→ Point-per-instance localization data
=== Begin Enclosure ===
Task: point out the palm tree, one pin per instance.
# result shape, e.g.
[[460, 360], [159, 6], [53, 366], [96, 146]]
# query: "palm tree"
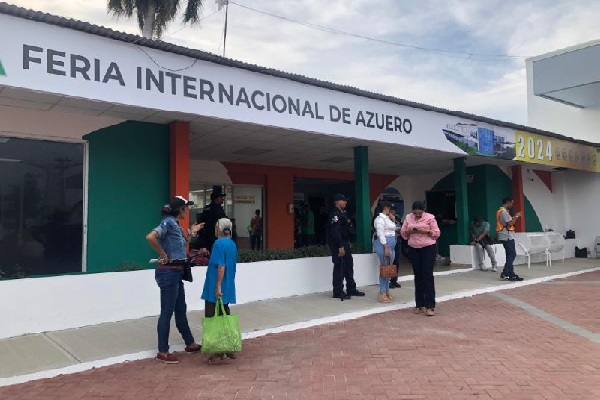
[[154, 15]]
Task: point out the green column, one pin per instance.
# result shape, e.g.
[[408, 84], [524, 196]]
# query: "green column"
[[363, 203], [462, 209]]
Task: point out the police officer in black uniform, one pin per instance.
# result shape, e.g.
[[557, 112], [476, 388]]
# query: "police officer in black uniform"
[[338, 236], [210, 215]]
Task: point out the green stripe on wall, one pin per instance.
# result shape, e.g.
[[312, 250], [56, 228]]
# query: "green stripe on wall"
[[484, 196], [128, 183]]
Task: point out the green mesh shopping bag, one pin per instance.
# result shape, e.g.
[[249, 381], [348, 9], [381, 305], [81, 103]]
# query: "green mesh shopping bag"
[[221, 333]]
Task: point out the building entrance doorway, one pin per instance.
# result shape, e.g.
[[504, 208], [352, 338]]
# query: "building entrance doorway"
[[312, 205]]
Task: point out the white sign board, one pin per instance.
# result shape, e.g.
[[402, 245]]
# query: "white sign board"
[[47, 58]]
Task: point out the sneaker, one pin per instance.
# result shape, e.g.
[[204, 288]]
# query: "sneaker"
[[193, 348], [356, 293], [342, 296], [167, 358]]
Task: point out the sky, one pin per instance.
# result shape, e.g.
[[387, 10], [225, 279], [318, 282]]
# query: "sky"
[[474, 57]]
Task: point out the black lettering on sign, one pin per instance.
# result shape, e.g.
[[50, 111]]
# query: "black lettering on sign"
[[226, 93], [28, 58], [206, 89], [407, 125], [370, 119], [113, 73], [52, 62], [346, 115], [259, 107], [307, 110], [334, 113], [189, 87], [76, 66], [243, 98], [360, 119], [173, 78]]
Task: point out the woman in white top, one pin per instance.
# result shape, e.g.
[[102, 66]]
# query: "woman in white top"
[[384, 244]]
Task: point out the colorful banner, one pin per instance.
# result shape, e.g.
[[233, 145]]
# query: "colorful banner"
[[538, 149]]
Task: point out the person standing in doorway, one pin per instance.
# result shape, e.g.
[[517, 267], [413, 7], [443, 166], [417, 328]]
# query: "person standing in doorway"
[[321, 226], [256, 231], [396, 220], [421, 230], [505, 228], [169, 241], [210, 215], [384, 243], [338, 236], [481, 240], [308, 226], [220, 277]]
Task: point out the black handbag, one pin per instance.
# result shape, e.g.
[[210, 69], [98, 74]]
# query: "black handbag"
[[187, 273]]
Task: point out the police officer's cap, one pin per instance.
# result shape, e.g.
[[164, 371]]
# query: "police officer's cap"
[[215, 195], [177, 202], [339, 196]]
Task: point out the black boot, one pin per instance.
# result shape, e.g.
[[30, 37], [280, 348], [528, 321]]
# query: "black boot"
=== End Enclosure ===
=== Begin Enclosure ===
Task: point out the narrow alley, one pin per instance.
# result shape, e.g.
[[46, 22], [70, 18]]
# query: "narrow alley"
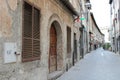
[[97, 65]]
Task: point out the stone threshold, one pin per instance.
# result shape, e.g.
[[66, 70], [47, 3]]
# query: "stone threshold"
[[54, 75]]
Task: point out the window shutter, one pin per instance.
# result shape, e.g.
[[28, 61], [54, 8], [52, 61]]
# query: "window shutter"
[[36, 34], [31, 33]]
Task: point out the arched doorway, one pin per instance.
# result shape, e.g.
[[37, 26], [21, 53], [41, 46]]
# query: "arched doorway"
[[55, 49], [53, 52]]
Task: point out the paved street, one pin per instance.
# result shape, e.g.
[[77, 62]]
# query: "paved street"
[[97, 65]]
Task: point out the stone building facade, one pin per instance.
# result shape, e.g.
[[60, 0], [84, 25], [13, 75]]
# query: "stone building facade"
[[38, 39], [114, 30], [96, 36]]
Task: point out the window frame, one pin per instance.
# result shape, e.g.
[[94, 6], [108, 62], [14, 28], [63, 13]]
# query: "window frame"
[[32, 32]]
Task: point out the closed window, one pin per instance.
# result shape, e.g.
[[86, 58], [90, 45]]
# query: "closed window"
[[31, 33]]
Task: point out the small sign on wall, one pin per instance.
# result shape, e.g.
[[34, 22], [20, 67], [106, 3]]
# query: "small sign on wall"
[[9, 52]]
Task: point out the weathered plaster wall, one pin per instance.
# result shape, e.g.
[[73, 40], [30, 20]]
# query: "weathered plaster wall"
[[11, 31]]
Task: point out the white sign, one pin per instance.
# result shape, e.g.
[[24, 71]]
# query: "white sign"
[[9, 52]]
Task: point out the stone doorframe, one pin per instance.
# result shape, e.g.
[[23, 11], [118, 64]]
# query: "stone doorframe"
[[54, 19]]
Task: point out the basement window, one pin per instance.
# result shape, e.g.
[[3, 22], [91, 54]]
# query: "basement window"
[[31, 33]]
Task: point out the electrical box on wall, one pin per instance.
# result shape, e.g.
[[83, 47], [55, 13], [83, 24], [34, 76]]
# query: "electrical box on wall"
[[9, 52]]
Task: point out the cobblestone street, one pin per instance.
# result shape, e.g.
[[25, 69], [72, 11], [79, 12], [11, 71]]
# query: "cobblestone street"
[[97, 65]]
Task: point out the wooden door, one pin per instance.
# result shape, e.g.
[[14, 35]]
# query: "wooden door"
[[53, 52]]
=== End Enclosure ===
→ Task brief
Please filter the entries above down to the lines holding "boot" and copy them.

→ Completed task
Task: point out the black boot, one pin per instance.
# query: "black boot"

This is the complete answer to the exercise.